# Problem to solve
Find every line in the material below that contains the string "tower" and copy each of those lines. Matching is case-sensitive.

++++ Records shown ++++

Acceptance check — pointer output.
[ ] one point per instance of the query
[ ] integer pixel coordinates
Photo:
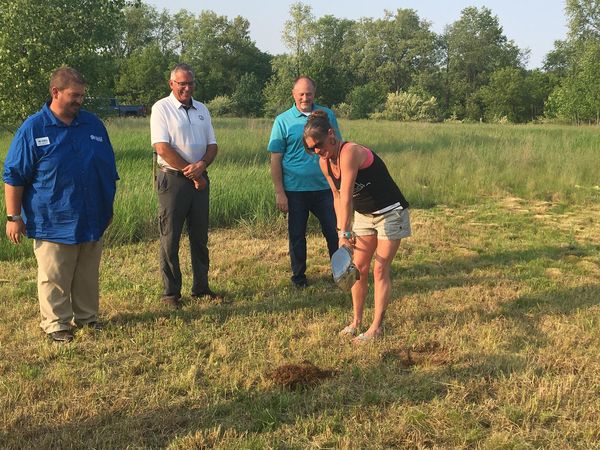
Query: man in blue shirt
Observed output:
(60, 182)
(300, 186)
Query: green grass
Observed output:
(450, 164)
(492, 337)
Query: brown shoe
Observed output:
(172, 301)
(61, 336)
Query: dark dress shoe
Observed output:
(172, 301)
(61, 336)
(300, 284)
(208, 293)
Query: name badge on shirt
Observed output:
(42, 141)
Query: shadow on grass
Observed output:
(457, 271)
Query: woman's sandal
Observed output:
(349, 331)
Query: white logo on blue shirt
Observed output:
(42, 141)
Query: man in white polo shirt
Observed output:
(184, 140)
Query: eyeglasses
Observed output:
(312, 149)
(184, 83)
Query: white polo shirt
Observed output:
(188, 132)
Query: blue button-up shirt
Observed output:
(68, 173)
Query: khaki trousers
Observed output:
(68, 279)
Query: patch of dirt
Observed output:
(428, 353)
(298, 376)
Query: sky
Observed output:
(531, 24)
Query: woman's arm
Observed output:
(349, 161)
(335, 192)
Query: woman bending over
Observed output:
(361, 182)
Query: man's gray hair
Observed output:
(181, 67)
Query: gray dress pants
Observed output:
(179, 202)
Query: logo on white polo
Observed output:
(42, 141)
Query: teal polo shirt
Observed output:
(301, 171)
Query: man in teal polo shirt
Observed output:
(300, 187)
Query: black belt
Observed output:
(171, 171)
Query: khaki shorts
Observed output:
(392, 226)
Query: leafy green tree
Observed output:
(395, 49)
(328, 61)
(278, 90)
(366, 99)
(408, 106)
(247, 96)
(297, 35)
(37, 37)
(578, 97)
(221, 51)
(143, 77)
(476, 47)
(507, 95)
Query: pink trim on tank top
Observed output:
(369, 160)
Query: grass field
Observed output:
(492, 338)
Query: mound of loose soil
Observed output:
(297, 376)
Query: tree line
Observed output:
(394, 67)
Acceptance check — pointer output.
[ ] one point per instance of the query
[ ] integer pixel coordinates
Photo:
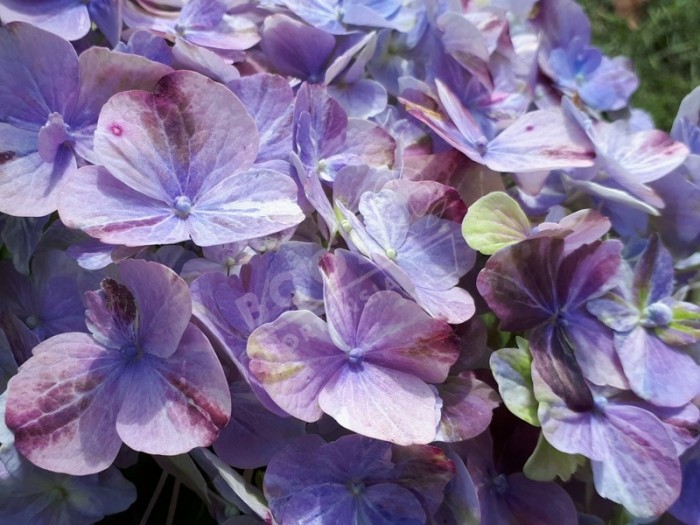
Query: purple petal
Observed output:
(653, 274)
(349, 281)
(253, 435)
(363, 99)
(382, 403)
(38, 74)
(296, 49)
(555, 360)
(587, 272)
(293, 358)
(539, 140)
(244, 206)
(386, 218)
(687, 506)
(175, 404)
(184, 139)
(594, 348)
(29, 186)
(434, 254)
(63, 405)
(520, 297)
(104, 73)
(164, 303)
(467, 407)
(269, 100)
(96, 202)
(107, 15)
(640, 467)
(524, 502)
(662, 374)
(66, 18)
(396, 333)
(454, 306)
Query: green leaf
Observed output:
(684, 328)
(547, 463)
(494, 222)
(246, 497)
(511, 368)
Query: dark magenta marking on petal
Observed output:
(7, 156)
(120, 302)
(199, 405)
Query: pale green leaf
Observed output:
(511, 368)
(547, 463)
(493, 222)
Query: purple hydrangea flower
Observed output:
(355, 480)
(178, 165)
(370, 366)
(49, 102)
(652, 329)
(146, 377)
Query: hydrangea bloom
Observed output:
(368, 357)
(49, 103)
(146, 376)
(272, 212)
(172, 172)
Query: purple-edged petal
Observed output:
(363, 99)
(296, 49)
(244, 206)
(293, 358)
(587, 272)
(643, 156)
(467, 404)
(66, 18)
(253, 435)
(382, 403)
(96, 202)
(386, 218)
(594, 348)
(653, 274)
(63, 404)
(349, 281)
(176, 404)
(520, 297)
(539, 140)
(182, 140)
(29, 186)
(38, 74)
(164, 303)
(454, 306)
(104, 73)
(269, 99)
(659, 373)
(396, 333)
(640, 467)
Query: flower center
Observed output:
(355, 356)
(183, 206)
(500, 484)
(657, 314)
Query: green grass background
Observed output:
(665, 50)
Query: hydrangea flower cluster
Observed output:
(343, 262)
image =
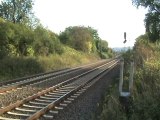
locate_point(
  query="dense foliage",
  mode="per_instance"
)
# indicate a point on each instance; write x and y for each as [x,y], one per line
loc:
[152,19]
[26,47]
[17,11]
[21,40]
[145,95]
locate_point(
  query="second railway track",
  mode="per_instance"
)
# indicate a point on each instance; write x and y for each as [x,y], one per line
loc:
[8,86]
[48,102]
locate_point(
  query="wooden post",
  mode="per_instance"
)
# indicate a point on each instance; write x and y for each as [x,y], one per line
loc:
[121,75]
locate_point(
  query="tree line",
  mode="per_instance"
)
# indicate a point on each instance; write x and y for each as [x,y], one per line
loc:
[21,34]
[152,18]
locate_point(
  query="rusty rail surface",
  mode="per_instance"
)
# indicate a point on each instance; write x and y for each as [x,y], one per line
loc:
[45,103]
[17,83]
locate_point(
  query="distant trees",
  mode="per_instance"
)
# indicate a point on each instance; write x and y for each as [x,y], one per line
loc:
[21,40]
[16,11]
[152,20]
[78,37]
[85,39]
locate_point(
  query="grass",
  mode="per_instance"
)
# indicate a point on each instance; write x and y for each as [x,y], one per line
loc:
[146,92]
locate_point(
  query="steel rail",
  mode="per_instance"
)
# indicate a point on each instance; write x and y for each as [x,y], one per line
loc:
[58,86]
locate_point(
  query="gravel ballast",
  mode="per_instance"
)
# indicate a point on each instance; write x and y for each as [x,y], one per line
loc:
[86,105]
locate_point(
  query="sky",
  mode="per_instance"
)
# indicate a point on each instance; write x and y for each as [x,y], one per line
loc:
[111,18]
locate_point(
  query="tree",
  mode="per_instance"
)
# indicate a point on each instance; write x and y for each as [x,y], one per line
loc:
[154,5]
[78,37]
[152,24]
[17,11]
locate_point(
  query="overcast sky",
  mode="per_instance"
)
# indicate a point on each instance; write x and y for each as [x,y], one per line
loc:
[110,17]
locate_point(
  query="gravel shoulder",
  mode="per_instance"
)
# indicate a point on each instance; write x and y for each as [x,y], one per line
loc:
[86,105]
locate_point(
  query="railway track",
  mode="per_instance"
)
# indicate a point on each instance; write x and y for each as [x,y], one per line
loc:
[8,86]
[47,103]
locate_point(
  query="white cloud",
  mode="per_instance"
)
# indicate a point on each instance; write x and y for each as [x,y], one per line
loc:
[110,17]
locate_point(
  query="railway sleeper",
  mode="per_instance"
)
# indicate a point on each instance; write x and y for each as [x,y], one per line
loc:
[25,110]
[38,103]
[55,96]
[48,98]
[19,114]
[32,106]
[5,118]
[42,100]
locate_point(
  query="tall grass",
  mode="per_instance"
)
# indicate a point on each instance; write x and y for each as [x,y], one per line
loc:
[146,92]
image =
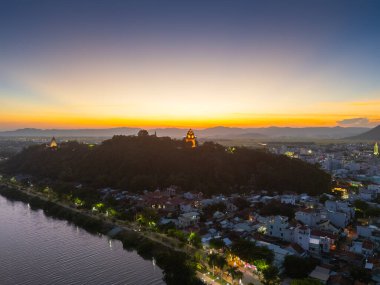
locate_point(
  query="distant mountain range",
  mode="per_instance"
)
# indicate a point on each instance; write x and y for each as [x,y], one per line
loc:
[209,133]
[373,134]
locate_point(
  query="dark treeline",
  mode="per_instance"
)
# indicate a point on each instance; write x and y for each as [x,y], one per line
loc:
[147,162]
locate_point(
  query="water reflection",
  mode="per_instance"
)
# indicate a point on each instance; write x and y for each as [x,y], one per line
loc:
[35,249]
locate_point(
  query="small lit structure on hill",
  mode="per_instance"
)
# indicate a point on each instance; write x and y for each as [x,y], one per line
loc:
[53,143]
[342,192]
[376,150]
[190,137]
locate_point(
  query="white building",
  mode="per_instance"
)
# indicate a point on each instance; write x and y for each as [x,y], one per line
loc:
[188,219]
[278,226]
[288,199]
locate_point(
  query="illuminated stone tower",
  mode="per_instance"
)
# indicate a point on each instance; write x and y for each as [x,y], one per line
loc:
[53,143]
[190,137]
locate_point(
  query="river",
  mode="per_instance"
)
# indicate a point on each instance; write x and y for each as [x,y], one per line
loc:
[36,249]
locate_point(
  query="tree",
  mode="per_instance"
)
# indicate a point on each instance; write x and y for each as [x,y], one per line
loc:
[194,239]
[306,281]
[234,273]
[298,267]
[269,276]
[221,263]
[360,274]
[211,260]
[217,243]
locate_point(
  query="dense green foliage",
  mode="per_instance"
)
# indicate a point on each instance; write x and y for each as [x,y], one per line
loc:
[361,274]
[270,276]
[306,281]
[298,267]
[147,162]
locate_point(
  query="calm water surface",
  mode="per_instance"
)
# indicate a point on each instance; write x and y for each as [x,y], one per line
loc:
[35,249]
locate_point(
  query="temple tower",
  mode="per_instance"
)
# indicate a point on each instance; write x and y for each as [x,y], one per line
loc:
[190,137]
[53,143]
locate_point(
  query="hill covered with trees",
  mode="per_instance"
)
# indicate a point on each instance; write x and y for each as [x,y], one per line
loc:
[147,162]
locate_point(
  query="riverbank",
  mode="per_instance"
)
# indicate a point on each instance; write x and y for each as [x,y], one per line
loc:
[178,266]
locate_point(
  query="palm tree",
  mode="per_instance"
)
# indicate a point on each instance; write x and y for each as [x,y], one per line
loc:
[211,260]
[233,271]
[221,263]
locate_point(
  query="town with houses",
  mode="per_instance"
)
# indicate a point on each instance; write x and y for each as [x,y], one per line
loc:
[326,228]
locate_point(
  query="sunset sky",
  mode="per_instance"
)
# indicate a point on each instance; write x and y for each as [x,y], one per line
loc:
[110,63]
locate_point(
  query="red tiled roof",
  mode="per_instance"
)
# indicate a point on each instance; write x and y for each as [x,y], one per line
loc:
[320,233]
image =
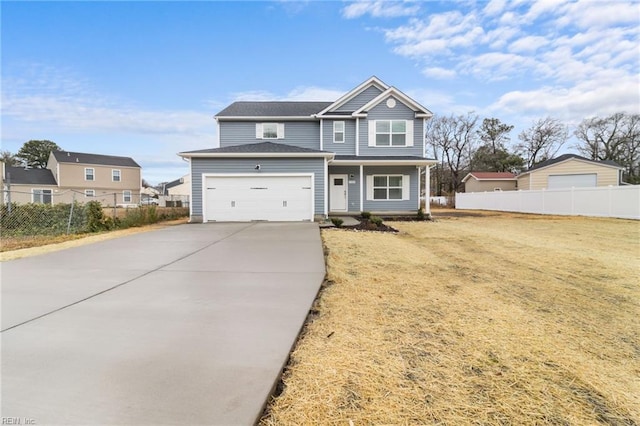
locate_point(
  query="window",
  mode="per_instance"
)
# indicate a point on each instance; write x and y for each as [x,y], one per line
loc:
[89,174]
[338,132]
[387,187]
[390,133]
[41,196]
[269,130]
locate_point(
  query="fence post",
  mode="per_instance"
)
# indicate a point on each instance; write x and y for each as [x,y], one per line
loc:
[73,203]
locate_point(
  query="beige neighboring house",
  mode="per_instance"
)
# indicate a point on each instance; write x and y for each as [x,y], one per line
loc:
[489,181]
[570,171]
[77,176]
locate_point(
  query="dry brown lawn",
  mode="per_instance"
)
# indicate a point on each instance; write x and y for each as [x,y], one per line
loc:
[492,318]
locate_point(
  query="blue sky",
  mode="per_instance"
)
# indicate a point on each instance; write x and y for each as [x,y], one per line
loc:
[144,79]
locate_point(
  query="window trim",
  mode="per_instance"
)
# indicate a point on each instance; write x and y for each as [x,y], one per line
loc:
[260,130]
[405,187]
[41,195]
[373,134]
[335,132]
[93,174]
[387,187]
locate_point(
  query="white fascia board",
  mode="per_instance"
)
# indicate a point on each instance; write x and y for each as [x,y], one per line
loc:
[373,81]
[387,162]
[269,119]
[329,155]
[392,91]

++++

# Answer to this task
  query="illuminated stone tower",
  query="temple tower",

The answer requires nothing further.